▶ [Given instruction]: Convert the data into a JSON list of strings with one string per line and no blank lines, beginning at the line that contains "of the dried" and stopping after the line that contains "872], [346, 290]]".

▶ [Source records]:
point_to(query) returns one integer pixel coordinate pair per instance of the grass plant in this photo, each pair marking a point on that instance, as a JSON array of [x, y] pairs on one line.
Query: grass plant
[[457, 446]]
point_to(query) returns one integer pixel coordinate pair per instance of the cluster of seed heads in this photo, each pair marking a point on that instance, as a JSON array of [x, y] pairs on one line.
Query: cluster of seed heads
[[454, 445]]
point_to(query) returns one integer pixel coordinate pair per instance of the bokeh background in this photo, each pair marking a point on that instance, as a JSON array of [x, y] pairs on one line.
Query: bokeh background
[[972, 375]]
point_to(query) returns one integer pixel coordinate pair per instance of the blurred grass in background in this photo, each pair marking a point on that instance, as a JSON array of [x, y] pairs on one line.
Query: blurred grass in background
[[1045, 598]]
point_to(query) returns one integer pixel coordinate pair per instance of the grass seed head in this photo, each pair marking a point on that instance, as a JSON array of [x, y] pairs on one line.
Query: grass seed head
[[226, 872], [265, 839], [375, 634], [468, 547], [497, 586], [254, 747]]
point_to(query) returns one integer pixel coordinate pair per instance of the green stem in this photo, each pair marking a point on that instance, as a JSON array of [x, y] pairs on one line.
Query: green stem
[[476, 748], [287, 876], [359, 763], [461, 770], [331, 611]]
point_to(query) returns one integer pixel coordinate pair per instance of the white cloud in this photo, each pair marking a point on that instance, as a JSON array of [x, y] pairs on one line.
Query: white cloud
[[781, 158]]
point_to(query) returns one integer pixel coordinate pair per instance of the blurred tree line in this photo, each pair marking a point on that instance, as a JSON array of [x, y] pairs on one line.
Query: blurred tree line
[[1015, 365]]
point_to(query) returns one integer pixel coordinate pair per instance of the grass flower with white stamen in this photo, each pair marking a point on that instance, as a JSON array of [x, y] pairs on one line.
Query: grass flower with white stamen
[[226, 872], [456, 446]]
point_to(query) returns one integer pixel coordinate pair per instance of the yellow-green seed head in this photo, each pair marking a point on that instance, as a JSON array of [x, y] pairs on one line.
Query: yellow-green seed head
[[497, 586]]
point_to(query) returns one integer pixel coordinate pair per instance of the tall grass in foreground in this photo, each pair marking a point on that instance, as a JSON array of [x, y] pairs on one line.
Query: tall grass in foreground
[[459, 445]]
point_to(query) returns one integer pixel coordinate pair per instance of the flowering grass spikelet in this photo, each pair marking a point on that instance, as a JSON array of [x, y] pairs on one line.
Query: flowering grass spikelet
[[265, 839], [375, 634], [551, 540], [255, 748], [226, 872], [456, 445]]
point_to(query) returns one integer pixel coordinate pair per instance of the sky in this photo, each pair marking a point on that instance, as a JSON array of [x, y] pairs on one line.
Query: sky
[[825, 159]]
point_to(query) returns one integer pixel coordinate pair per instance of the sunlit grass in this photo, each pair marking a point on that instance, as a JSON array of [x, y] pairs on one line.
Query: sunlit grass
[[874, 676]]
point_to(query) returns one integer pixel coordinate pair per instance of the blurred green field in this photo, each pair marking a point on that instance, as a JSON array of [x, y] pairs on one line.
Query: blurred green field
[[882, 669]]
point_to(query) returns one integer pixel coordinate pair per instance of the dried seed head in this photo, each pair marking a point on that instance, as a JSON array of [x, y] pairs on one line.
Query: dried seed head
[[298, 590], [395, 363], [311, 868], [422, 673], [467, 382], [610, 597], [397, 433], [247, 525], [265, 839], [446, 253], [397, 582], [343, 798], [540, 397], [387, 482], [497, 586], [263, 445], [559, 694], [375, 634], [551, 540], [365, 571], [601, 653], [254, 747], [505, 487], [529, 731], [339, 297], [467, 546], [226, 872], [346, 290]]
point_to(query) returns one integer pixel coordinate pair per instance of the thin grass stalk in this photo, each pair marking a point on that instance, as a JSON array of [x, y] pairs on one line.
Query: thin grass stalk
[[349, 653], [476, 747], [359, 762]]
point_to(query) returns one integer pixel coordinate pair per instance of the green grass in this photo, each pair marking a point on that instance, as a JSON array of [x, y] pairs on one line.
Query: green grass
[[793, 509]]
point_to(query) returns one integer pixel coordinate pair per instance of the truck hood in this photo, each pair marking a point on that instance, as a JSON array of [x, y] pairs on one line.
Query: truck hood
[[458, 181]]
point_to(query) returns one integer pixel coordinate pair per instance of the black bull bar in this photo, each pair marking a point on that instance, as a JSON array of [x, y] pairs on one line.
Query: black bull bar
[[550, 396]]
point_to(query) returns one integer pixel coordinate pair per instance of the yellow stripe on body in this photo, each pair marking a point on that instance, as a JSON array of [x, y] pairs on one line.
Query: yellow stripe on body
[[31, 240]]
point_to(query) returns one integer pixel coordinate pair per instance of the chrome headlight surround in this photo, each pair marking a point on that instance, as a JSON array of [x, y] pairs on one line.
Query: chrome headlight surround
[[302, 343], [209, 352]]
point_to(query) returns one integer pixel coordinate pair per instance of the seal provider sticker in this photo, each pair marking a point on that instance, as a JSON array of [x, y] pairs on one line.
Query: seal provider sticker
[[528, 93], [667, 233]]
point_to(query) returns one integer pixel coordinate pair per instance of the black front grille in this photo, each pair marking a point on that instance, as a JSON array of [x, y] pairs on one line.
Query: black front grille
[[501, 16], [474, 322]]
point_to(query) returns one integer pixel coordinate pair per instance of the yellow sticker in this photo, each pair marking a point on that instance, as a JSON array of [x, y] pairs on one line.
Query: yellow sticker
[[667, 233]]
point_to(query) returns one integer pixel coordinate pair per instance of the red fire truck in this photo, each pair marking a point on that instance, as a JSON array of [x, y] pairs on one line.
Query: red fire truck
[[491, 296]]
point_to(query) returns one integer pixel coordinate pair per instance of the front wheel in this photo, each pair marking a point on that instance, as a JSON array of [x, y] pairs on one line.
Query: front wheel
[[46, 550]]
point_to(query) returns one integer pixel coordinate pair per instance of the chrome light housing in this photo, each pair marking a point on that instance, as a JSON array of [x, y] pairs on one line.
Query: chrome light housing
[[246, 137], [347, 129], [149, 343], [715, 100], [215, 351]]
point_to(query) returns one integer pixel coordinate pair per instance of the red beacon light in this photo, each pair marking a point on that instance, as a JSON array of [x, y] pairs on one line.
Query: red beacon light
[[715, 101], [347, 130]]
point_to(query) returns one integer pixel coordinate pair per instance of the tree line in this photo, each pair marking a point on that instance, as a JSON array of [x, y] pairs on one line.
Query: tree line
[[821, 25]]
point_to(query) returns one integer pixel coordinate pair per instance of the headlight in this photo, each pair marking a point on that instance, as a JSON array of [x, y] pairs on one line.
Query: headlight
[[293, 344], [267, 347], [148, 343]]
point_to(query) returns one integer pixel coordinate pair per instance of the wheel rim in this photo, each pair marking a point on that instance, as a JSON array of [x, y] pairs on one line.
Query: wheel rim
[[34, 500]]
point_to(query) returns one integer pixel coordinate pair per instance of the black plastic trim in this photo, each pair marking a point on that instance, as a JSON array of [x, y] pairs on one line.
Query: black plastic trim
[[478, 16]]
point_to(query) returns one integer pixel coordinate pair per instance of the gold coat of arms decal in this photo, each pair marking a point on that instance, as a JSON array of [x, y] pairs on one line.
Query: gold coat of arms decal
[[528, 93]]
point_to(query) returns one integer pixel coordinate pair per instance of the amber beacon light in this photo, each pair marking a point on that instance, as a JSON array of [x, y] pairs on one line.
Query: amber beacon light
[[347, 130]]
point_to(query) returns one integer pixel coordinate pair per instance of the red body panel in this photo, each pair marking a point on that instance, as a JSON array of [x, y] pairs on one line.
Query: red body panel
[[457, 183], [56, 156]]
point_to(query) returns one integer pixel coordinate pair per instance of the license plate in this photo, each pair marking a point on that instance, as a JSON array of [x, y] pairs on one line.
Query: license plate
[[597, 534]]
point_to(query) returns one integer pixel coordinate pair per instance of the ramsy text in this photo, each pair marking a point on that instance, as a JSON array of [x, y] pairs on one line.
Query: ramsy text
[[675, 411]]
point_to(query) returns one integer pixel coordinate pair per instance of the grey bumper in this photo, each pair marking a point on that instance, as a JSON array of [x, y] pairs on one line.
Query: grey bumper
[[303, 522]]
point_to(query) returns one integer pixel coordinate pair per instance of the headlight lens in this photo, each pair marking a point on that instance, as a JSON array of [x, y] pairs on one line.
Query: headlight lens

▶ [Output of the task]:
[
  "point_to(query) returns one integer pixel coordinate pair per instance of the dried seed head in this photo, each pair marking a point on that instance, as a JSON array of [x, y] pairs on one line.",
  "Query: dried seed head",
  "[[298, 590], [395, 363], [311, 868], [422, 673], [467, 382], [610, 597], [397, 433], [247, 525], [265, 839], [446, 253], [397, 582], [343, 798], [540, 397], [387, 482], [497, 586], [263, 445], [559, 694], [375, 634], [551, 540], [365, 571], [601, 653], [254, 747], [505, 487], [529, 731], [339, 297], [467, 546], [226, 872], [346, 290]]"
]